*TASK STATEMENT*: Could you arrange the entries from the line containing "If you could mark the woman's right" through the line containing "<point>562,382</point>" as a Markdown table with the columns "Row" and "Text", numbering each line and omitting blank ones?

>> start EXERCISE INPUT

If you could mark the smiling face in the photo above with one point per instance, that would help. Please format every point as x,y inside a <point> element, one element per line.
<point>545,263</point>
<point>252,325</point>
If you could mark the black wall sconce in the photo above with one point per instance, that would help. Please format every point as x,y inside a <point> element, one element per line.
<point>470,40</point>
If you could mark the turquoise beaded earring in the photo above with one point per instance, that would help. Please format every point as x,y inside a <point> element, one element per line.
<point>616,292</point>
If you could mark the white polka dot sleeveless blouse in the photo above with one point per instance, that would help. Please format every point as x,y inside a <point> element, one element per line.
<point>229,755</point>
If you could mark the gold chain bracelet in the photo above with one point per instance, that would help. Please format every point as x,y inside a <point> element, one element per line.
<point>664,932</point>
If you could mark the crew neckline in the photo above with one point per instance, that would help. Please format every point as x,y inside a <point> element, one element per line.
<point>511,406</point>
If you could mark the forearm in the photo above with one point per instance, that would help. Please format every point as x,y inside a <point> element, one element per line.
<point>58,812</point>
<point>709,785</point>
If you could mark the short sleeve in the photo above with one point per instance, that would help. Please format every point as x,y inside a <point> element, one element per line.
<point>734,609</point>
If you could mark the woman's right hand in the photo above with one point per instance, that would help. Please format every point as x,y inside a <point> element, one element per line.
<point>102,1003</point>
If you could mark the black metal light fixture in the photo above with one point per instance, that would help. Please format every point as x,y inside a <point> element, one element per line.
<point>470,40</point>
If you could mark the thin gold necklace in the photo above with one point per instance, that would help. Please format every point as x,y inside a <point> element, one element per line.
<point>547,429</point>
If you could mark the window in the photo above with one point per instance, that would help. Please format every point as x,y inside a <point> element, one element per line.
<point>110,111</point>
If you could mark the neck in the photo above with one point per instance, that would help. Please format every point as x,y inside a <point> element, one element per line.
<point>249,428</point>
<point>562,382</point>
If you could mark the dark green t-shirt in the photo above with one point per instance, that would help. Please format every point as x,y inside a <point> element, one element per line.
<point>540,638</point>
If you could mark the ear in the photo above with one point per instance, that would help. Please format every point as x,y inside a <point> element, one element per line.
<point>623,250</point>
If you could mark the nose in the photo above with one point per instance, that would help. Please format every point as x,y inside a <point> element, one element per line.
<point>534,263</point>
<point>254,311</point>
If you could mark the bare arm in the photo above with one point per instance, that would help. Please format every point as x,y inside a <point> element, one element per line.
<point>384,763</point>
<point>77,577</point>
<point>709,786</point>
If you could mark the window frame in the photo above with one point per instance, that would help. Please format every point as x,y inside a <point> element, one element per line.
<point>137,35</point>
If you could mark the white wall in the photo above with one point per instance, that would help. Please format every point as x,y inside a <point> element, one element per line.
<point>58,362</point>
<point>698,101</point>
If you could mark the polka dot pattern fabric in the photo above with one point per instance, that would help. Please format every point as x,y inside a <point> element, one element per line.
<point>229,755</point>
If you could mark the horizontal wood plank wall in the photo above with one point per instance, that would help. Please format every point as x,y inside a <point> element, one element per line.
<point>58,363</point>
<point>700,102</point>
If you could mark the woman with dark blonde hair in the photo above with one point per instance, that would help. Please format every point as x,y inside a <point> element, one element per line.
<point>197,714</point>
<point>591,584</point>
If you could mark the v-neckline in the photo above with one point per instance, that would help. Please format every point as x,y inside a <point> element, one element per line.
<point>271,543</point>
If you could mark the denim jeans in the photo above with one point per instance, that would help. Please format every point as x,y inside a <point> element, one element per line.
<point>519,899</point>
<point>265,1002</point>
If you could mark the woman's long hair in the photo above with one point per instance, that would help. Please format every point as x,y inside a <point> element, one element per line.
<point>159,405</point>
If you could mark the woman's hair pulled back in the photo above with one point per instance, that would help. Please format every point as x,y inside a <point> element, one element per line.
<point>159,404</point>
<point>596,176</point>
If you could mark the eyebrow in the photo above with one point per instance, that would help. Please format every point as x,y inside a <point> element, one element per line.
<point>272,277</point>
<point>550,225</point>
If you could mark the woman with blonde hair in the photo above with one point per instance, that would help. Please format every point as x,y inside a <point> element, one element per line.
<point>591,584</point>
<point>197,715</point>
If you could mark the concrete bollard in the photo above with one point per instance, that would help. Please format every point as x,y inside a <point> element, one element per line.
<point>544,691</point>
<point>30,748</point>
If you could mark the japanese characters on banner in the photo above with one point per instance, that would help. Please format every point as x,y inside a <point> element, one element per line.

>> end EXERCISE INPUT

*ANSWER IN FULL*:
| Row | Text |
|---|---|
| 1 | If you could mark the woman's right hand in the photo above with one point per instance, that would help. Please format every point as x,y inside a <point> element, one element per line. |
| 2 | <point>102,1003</point> |
| 3 | If you could mark the black metal light fixture in the photo above with one point per instance, that would help. Please format every point as x,y inside a <point> element, one element per line. |
| 4 | <point>470,40</point> |
| 5 | If you could mark the thin gold necklace in the photo above with one point per instance, that would help. Please format every point as x,y inside a <point> element, one element per line. |
| 6 | <point>547,429</point> |
| 7 | If you could mark the window in the photo above with one point per instance, that would help. Please format every point as x,y inside a <point> element, one element per line. |
| 8 | <point>110,111</point> |
| 9 | If you could mark the neck in the photo above with one point per instance, that would help. Please format every point as x,y inside a <point> element, one element per line. |
| 10 | <point>249,428</point> |
| 11 | <point>562,382</point> |